**Exercise brief:** Gather every line in the records below that contains the word "sponsor" and copy each such line in full.

· · · ·

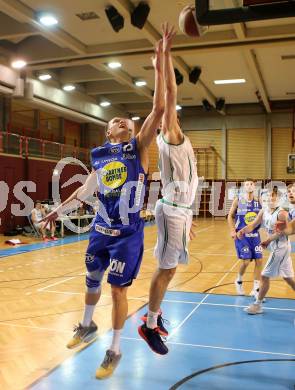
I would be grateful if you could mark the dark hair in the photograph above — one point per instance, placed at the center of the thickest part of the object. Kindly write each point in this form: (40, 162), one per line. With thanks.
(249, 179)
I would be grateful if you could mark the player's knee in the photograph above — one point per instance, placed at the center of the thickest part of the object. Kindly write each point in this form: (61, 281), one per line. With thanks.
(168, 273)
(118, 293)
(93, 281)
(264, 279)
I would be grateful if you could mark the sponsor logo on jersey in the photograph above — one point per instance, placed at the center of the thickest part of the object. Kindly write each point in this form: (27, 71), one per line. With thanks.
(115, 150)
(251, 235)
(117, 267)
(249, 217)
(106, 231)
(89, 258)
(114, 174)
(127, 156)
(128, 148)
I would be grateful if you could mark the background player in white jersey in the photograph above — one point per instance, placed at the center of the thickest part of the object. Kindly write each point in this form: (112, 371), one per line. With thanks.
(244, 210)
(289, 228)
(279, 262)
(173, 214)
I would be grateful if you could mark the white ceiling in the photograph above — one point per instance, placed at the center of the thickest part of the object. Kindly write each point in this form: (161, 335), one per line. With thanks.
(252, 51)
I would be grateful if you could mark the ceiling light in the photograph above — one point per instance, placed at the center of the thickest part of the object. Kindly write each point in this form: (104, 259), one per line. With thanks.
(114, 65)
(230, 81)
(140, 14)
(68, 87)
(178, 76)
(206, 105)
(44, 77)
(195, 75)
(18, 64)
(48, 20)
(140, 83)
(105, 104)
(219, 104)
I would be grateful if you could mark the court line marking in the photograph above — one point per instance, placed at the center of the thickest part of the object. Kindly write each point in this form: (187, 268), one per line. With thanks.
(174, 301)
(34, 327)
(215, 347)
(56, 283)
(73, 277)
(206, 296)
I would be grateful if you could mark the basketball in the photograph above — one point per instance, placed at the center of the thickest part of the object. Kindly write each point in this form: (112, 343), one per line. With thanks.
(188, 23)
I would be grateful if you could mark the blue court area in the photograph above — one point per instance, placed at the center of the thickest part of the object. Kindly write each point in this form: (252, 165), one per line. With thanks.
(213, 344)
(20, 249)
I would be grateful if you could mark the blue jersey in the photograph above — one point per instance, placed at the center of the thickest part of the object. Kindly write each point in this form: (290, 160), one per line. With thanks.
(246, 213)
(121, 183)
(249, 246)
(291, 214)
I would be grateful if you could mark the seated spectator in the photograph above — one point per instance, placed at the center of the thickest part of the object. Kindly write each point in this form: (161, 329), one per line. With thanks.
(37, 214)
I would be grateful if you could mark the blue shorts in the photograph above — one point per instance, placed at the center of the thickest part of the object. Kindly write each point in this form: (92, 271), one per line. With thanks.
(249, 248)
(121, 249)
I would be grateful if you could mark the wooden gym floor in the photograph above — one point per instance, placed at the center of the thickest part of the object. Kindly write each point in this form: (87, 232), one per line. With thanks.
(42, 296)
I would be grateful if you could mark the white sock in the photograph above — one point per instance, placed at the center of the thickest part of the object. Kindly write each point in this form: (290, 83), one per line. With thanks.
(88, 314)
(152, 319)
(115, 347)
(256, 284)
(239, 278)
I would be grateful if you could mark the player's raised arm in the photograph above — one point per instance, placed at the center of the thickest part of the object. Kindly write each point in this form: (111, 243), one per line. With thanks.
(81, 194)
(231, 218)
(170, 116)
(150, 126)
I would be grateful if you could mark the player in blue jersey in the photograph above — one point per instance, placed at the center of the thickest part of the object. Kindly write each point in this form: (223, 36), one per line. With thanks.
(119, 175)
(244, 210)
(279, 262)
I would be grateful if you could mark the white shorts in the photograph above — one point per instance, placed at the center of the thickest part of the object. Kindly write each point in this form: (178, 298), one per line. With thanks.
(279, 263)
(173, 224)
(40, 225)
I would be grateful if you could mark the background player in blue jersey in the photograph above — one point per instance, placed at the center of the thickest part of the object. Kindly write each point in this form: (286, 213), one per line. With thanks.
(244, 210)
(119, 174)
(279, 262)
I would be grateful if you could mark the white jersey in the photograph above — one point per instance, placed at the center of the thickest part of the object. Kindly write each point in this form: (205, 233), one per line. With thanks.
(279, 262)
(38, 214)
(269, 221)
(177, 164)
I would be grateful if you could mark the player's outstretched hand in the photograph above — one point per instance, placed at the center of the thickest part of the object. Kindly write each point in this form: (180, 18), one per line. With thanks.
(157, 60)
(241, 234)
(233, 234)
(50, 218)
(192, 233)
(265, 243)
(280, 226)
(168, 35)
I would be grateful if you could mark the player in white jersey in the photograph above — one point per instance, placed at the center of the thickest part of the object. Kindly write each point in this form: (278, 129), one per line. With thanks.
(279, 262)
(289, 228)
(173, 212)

· · · ·

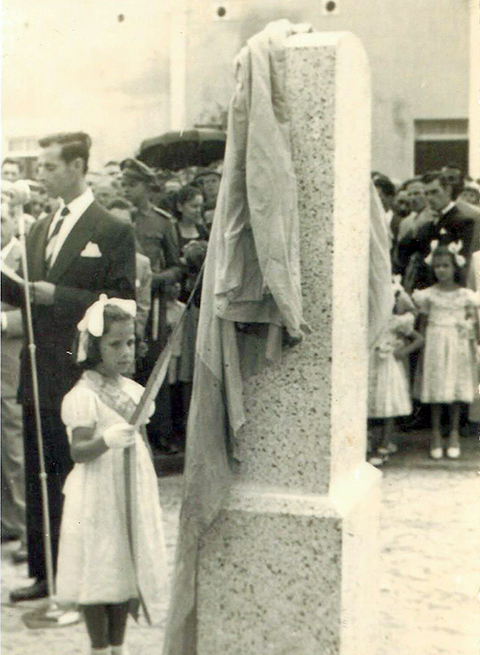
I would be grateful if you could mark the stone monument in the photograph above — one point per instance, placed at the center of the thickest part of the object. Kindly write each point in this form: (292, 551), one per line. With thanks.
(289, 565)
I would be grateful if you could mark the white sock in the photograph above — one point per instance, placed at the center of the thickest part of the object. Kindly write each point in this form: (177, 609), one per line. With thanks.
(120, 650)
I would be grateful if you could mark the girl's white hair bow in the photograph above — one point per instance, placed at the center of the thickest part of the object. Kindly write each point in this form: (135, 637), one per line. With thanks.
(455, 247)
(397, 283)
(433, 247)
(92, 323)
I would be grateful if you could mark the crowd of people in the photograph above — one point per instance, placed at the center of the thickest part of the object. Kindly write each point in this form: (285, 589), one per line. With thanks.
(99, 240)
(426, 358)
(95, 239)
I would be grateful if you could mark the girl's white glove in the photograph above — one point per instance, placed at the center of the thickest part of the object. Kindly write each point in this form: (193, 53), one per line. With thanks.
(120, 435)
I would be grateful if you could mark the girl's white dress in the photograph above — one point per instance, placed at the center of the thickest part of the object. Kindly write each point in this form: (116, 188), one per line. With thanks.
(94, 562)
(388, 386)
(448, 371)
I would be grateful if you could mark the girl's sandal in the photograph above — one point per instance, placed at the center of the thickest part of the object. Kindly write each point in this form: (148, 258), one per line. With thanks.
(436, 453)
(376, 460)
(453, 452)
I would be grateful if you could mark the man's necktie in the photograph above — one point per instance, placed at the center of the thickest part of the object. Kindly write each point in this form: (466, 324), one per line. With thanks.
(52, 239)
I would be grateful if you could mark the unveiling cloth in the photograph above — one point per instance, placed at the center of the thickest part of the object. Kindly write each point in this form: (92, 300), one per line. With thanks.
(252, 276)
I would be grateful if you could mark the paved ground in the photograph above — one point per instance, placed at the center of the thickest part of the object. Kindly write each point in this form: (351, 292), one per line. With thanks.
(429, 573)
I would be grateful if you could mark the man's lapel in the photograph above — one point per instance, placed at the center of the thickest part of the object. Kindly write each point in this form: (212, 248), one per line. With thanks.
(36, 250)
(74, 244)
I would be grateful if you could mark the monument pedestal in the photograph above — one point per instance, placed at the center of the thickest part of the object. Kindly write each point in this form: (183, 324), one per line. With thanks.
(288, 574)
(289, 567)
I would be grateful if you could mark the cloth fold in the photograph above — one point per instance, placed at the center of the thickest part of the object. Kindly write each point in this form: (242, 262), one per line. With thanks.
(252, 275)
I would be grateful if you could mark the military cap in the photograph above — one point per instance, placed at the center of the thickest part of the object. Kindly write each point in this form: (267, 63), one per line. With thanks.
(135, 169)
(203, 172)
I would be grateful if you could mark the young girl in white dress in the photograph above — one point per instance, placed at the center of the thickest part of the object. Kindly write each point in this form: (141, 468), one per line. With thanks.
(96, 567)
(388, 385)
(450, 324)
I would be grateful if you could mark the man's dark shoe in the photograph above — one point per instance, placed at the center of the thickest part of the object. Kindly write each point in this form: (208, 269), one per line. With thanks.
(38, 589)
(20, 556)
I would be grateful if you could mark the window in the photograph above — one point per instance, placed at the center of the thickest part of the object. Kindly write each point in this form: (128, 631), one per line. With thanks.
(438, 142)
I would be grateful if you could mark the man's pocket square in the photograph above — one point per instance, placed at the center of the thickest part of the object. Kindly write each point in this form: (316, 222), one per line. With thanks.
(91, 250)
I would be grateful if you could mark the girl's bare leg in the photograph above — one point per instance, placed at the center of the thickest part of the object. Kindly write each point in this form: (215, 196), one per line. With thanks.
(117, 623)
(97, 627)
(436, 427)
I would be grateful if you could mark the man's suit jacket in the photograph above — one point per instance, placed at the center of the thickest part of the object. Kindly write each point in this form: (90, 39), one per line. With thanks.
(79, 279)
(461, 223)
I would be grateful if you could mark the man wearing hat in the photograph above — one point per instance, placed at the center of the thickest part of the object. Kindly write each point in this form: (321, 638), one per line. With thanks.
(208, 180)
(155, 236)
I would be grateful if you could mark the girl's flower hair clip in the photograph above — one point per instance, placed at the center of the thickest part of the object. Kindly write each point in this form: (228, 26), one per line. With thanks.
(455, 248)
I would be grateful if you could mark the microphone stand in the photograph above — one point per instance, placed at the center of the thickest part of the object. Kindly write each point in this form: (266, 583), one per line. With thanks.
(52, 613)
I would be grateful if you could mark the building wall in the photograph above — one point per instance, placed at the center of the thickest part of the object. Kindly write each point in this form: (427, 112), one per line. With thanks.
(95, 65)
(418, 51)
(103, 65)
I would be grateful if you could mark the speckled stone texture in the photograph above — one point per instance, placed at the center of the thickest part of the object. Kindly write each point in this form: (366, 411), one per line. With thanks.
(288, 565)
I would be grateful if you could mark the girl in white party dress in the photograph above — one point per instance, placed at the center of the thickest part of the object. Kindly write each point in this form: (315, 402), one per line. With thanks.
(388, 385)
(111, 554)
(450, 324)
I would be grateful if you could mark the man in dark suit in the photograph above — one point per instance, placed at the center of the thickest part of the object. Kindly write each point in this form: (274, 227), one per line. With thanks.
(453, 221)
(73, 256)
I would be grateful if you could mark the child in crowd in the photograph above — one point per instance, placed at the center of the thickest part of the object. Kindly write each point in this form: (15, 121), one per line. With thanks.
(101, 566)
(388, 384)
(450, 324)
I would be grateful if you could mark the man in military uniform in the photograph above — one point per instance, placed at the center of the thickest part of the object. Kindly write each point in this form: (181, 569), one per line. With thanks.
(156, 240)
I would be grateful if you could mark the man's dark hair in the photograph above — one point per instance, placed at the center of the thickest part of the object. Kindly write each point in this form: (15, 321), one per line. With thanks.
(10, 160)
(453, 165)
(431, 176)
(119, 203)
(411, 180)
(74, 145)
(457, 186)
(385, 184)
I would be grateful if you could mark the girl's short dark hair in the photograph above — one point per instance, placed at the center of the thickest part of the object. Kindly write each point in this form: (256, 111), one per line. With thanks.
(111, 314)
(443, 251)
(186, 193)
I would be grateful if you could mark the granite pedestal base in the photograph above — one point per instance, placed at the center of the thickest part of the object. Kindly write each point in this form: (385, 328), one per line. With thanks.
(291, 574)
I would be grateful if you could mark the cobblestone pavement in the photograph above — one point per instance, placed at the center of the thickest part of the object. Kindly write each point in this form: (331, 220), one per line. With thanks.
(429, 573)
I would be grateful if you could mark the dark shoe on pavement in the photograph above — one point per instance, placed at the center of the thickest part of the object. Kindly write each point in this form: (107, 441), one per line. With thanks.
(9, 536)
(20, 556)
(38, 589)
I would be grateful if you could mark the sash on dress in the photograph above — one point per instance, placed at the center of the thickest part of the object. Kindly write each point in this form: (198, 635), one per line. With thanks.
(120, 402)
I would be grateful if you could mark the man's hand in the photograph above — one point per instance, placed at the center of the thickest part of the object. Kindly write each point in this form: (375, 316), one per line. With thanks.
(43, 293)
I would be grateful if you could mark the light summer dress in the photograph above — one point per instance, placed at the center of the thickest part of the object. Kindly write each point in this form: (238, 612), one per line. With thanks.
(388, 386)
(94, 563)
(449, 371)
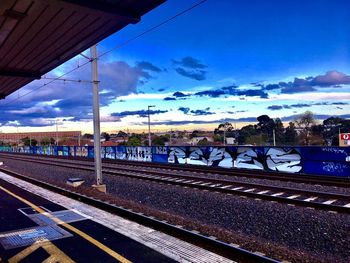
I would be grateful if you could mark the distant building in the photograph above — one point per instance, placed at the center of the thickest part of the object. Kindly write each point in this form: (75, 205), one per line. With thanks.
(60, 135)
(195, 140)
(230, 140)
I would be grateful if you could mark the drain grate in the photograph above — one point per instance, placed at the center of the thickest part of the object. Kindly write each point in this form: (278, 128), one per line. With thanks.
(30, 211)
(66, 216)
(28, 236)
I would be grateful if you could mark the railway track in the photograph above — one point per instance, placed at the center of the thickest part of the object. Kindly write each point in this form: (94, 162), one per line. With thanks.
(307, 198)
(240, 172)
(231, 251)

· · · ·

**Solution:**
I would be grateful if you could mark the sponsor logo on jersey in the photograph above — one point per instance, placed at the center of the thickest part of the object. Kindly write each point in this form: (27, 71), one per line. With thanks.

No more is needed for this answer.